- [Source document]:
12 bucks for Project Justice? Absolutely!
12 bucks for Giga Wing 2? Take my money!
12 bucks for Power Stone? Totally!
12 bucks for Virtual On: Oratorio Tangram? Done and Done!
12 bucks for Shenmue? Sure!
12 bucks for Soul Calibur from back when it was all Namco characters? Most Definitely.
12 bucks for Maken X? I’m there!
And there goes this blogger’s monthly game-budget.
There are a couple of reasons that this seems to be a logical choice for SEGA and Nintendo. First of all, the Wii U is shown to be capable of more than perfectly emulating consoles up to the PS3 and XBox 360 levels of power. Games like Batman and Ninja Gaiden 3 Razor’s Edge demonstrated this in the Wii U Launch window. Comboing this into Nintendo’s dedication to their Virtual Console platform, the mere 1GB capacity of Dreamcast discs allows for even basic Wii U owners to download around 8 Dreamcast VC titles, if the Dreamcast VC is the only reason they buy the Wii U. Secondly, SEGA can still aim for long-tail sales of their titles such as Sonic Lost World and their Sonic/Mario Olympic title, if they continue to support those games with patches as they have been, and if they continue to support the Wii U itself with more games to attract the SEGA crowd. Third, the statement “The Wii U is a Dreamcast” becomes a selling-point rather than a jab against it.
Finally, and probably most importantly, SEGA is going to want to capitalize on the Bayonetta 2 noise as much as possible, especially in these months leading up to that game’s release. Bayonetta is a SEGA franchise, and they’re going to want to ensure that Nintendo is successful with the upcoming Bayonetta 2 by getting all kinds of SEGA fans on board the Wii U.
With the recent resurgence or demands for a Shenmue sequel, SEGA could gauge exactly how many of those people would be willing to put their money on such a project with a Shenmue-Dreamcast-VC release.
SEGA went all out in providing a selection of 3D Classics for the 3DS. They could potentially be doing the same for the Wii U Gamepad, enhancing VMU elements of their Dreamcast software to work in colour, with a higher framerate, or even swapping out the original VMU functionality to that of the Gamecube-GBA connectivity software (for example, offering Sonic Adventure 2 Battle and Sonic Advance together as a double-VC Deal, allowing download-play to NNIDs linked to both a Wii U and 3DS)

- [Supplied material]:
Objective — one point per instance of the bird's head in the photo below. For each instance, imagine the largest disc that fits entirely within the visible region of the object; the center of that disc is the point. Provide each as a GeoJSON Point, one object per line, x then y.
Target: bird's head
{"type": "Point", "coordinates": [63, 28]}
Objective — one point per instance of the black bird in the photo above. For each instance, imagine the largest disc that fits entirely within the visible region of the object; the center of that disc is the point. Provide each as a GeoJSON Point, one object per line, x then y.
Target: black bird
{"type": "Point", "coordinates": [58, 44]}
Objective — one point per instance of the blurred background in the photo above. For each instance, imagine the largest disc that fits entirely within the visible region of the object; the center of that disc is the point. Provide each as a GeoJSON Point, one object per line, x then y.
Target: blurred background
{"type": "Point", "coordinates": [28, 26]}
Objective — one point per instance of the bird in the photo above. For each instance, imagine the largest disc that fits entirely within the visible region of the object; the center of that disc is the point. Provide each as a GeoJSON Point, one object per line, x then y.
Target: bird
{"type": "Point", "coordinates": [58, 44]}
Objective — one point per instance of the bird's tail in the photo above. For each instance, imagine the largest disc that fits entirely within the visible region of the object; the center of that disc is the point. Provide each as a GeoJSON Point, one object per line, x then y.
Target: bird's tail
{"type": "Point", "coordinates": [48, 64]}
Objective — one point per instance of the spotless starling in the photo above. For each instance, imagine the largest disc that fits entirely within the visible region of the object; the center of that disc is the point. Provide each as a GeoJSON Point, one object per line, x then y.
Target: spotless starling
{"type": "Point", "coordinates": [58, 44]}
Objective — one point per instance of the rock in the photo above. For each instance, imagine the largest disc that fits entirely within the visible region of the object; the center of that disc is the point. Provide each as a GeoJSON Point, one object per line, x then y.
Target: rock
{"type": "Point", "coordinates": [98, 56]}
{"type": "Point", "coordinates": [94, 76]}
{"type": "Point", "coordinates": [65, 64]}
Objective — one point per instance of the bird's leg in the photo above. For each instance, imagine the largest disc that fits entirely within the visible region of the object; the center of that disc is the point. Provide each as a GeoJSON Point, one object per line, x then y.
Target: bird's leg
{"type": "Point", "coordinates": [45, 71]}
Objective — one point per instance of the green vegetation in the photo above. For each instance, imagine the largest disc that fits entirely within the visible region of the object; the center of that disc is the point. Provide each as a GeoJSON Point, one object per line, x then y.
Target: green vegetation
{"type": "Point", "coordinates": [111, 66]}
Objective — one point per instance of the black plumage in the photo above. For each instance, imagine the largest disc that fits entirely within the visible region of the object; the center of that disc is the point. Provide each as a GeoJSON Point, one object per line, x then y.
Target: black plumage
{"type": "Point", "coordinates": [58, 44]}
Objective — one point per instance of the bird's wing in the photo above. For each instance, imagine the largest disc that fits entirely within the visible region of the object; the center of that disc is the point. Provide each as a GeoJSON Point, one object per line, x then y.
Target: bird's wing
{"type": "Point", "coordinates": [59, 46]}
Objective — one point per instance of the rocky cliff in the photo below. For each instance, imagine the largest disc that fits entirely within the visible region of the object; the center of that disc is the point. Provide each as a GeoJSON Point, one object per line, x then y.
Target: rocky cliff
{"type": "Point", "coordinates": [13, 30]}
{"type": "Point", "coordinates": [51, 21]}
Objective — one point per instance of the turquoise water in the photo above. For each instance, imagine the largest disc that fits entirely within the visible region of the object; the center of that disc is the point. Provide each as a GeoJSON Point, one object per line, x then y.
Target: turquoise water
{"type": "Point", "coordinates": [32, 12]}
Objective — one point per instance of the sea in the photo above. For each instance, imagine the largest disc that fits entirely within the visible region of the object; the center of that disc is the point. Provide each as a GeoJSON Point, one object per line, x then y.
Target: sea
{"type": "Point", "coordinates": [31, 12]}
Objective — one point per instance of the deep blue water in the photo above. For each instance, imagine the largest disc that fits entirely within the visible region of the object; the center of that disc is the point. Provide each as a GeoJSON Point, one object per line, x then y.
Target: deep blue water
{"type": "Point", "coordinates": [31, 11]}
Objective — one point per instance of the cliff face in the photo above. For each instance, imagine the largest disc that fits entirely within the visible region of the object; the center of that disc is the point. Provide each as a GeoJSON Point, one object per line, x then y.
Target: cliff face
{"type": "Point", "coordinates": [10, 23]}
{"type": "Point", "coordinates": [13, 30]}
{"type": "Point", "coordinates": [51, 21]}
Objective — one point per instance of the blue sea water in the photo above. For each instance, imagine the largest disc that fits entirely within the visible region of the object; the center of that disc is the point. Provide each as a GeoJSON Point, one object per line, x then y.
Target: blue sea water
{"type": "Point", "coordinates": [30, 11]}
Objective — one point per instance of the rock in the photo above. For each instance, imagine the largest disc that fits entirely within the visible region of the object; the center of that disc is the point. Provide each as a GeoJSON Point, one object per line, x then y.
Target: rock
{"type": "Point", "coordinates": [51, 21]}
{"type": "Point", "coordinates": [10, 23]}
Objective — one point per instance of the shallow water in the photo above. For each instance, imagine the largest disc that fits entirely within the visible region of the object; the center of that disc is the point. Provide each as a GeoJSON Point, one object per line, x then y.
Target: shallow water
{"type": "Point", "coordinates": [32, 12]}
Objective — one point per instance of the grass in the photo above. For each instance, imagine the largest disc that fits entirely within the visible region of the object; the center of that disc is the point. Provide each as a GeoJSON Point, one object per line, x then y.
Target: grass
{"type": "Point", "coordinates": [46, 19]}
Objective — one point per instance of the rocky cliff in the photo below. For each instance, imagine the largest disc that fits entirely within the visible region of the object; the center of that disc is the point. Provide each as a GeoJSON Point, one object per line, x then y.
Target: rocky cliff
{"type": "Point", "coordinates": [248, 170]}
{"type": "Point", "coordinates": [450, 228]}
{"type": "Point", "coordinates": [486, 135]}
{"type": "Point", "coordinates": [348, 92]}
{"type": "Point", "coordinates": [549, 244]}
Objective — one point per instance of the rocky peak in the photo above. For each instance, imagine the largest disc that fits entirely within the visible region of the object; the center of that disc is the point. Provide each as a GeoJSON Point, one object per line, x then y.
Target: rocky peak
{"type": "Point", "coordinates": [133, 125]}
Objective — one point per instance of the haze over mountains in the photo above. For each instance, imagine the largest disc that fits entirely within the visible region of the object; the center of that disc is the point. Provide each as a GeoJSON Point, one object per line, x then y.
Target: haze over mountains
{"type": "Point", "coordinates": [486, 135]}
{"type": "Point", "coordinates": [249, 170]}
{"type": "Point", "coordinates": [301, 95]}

- [Required action 1]:
Answer these questions from the Dreamcast blog post, one per line:
(a) What price does the post give for each of the games listed at its start?
(b) What storage capacity does the post give for Dreamcast discs?
(c) Which upcoming game's noise does the post say SEGA will want to capitalize on?
- [Required action 2]:
Decide whether each statement agrees with the Dreamcast blog post. Answer yes or no and quote the words from the post that settle it.
(a) The version of Soul Calibur mentioned dates from when its characters were all from Namco.
(b) Basic Wii U owners could download around 12 Dreamcast titles.
(c) Bayonetta is a Nintendo franchise.
- [Required action 3]:
Go on with the Dreamcast blog post from the point where it stops.

- [Answer section 1]:
(a) 12 bucks
(b) A mere 1GB
(c) Bayonetta 2

- [Answer section 2]:
(a) Yes: "from back when it was all Namco characters"
(b) No: "download around 8 Dreamcast VC titles"
(c) No: "Bayonetta is a SEGA franchise"

- [Answer section 3]:
Similarly, third parties such as Ubisoft’s investments in Nintendo hint that they shouldn’t have much trouble releasing Grandia 2 on the Wii U Virtual Console as an early offering. And in the same vein, CAPCOM has already shown some big support of the Wii U and it wouldn’t take much for them to continue that support, and make available Rival Schools Project Justice, Tech Romancer, Puzzle Fighter, Code Veronica and other titles of theirs available for the Dreamcast Virtual Console for the Wii U.
On a smaller note, ATLUS’s closeness with Nintendo lately allowed them to release the previously never-localized SMT: Soul Hackers for the 3DS. A Dreamcast Virtual Console for the Wii U might allow their overlooked DC title, Maken X, another chance to get sold and appreciated by a savvy gaming audience.
Nintendo launched the Virtual Console service for the Wii by allowing downloads of games from the NES, SNES, N64, SEGA’s Master System, Genesis/Megadrive, and 32X, the TurboGrafx16 and Turbo Duo, and even the SNK Neo Geo and other Arcade hardware. They’ve added Gameboy and Game Gear VC to the 3DS, and SEGA has taken the touble to enhance its 3DS VC games into 3D Classics. This blogger has little doubt that the Dreamcast will be soon, if not the first new VC Console of the Wii U, with more to come.
While waiting, this blogger will be working on his high score in 3D Space Harrier.